***** Dokumenttext *****

Nach der Isolation des Mars von der Erde beginnt das, was Christoph Spehr in einem Vortrag eine "schlechte Utopie" nennt. Die Autoren haben eine "Spielwiese" für ihre utopischen Gedanken geschaffen, die sich nicht mehr mit der Frage des Übergangs von der jetzigen Situation in diese gewünschten Zustände beschäftigen muß. "Wir haben großes Glück, daß wir das Pech gehabt haben, auf dem Mars zu stranden!" (S. 155) Nichtsdestotrotz sind die von der Umsetzungsfrage befreiten Vorstellungen diskussionswürdig. Wie soll es eine Regierung geben, wenn kein Geld für Steuern da ist? Wie können sich Regeln des Umgangs mit den knappen Ressourcen herausbilden? Das Bildungswesen muß reformiert werden. Der bürgerliche Gleichheitsgrundsatz, dementsprechend alle Menschen nur insofern gleich sind, daß sie unter gleichen Voraussetzungen miteinander konkurrieren können, wird ersetzt durch den Grundsatz, daß alle Männer und Frauen die gleichen Möglichkeiten haben müssen, ein erfülltes Leben zu führen. (S. 143)

Gleichzeitig wird immer wieder die Frage gestellt, ob so eine Utopie überhaupt möglich ist, oder ob die menschliche Natur sie verhindern wird. (S. 147f.) Die utopische Gesellschaft braucht Ruhe und Ordnung - aber das menschliche Nervensystem verlangt nach Unordnung und Aufregung. Wir wollen Verhaltensregeln - aber in der menschlichen Natur liegt es, gegen Regeln zu verstoßen. Wir wollen etwas Neues aufbauen - aber in den Menschen liegen tiefverwurzelte "Schattenseiten".... Brian W. Aldiss äußert in einem dem Buch angefügten Interview mit der Übersetzerin Usch Kiausch, daß er nicht glaubt, daß Utopien Wirklichkeit werden können, weil die menschliche Natur dagegen steht. Aber trotzdem sollten wir nicht damit aufhören, uns eine bessere Welt zu wünschen (S. 464f.).

***** Inhalt des Datensatzes *****

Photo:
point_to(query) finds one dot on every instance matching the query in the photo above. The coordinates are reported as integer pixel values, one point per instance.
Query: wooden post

*****

* Aufgabe: Prüfen Sie, ob die Aussagen (a) bis (c) mit dem Text über die Mars-Utopie übereinstimmen, und belegen Sie jedes Ja oder Nein mit den entscheidenden Worten des Textes als wörtlichem Zitat. (a) Christoph Spehr bezeichnet das, was nach der Isolation des Mars von der Erde beginnt, als „schlechte Utopie“. (b) Brian W. Aldiss glaubt, dass Utopien Wirklichkeit werden können. (c) Das Interview mit Usch Kiausch ist dem Buch angefügt.

* Lösung:
(a) Ja: »Nach der Isolation des Mars von der Erde beginnt das, was Christoph Spehr in einem Vortrag eine "schlechte Utopie" nennt.«
(b) Nein: »daß er nicht glaubt, daß Utopien Wirklichkeit werden können, weil die menschliche Natur dagegen steht«
(c) Ja: »in einem dem Buch angefügten Interview mit der Übersetzerin Usch Kiausch«